● WHAT IS BEING ASKED
Pick out each line in the rows below that contains the word "canopy", and copy those lines in full.

— Start of MATERIAL TO PROCESS —

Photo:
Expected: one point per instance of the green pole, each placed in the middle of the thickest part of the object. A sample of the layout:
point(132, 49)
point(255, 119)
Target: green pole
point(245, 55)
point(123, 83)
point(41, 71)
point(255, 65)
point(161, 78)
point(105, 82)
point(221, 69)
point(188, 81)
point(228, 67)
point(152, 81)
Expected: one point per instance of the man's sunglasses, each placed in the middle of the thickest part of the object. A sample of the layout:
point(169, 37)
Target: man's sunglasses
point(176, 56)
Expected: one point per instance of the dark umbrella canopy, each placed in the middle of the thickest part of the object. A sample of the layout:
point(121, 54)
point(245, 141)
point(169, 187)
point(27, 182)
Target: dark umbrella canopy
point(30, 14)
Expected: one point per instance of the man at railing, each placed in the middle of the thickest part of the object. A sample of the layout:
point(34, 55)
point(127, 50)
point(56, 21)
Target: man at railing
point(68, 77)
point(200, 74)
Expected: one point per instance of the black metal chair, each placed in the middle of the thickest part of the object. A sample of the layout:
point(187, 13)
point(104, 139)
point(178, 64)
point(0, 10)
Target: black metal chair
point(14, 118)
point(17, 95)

— End of MATERIAL TO PROCESS —
— Start of MATERIAL TO PROCESS —

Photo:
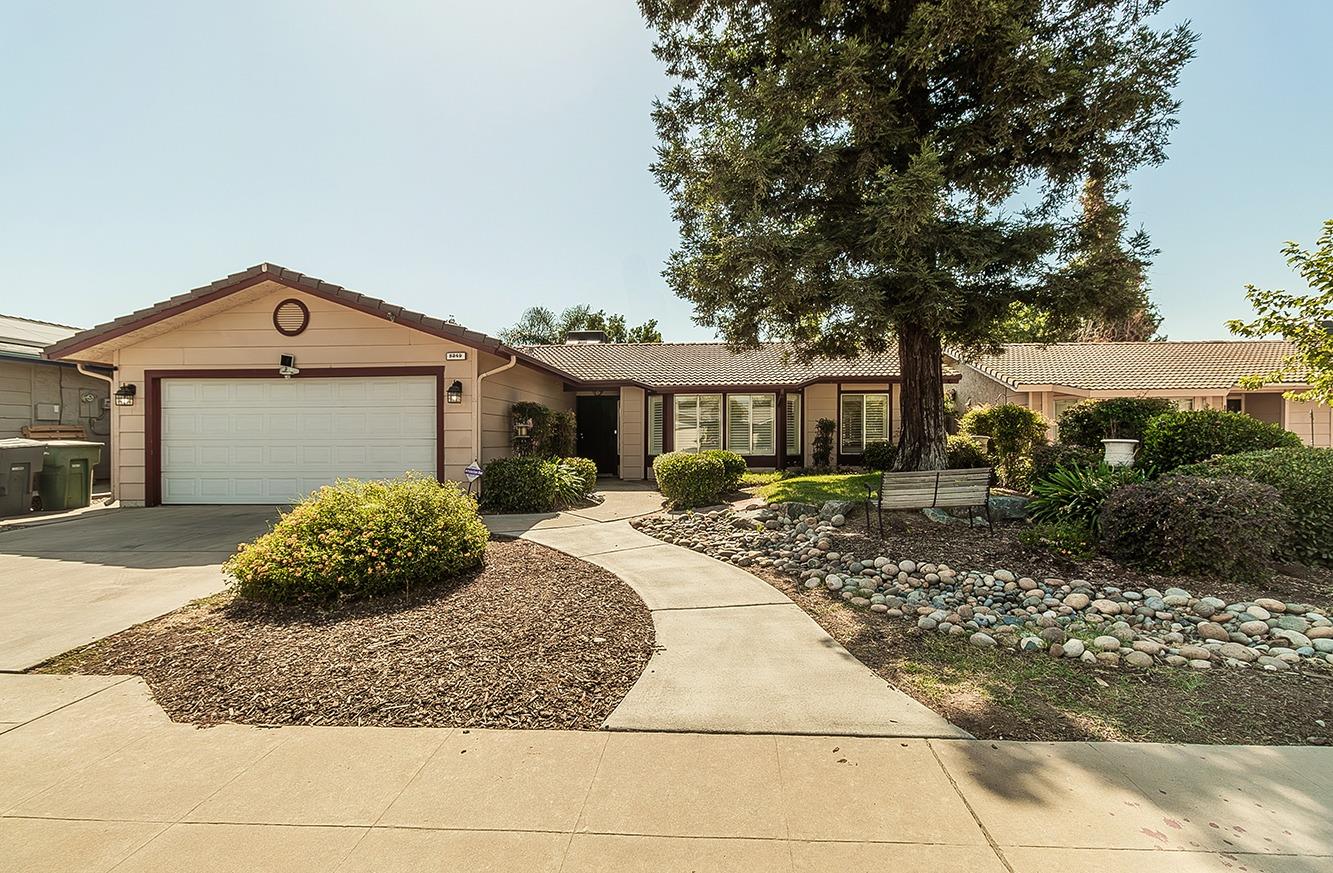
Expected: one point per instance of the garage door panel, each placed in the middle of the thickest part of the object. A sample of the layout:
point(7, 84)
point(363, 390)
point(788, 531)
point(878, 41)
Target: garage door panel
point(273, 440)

— End of MATERIAL TO PROCESS —

● REPLY
Expected: one point per instance of the dark umbrella canopy, each placed in the middle of the thickest part of the object. A sample of the layout:
Target: dark umbrella canopy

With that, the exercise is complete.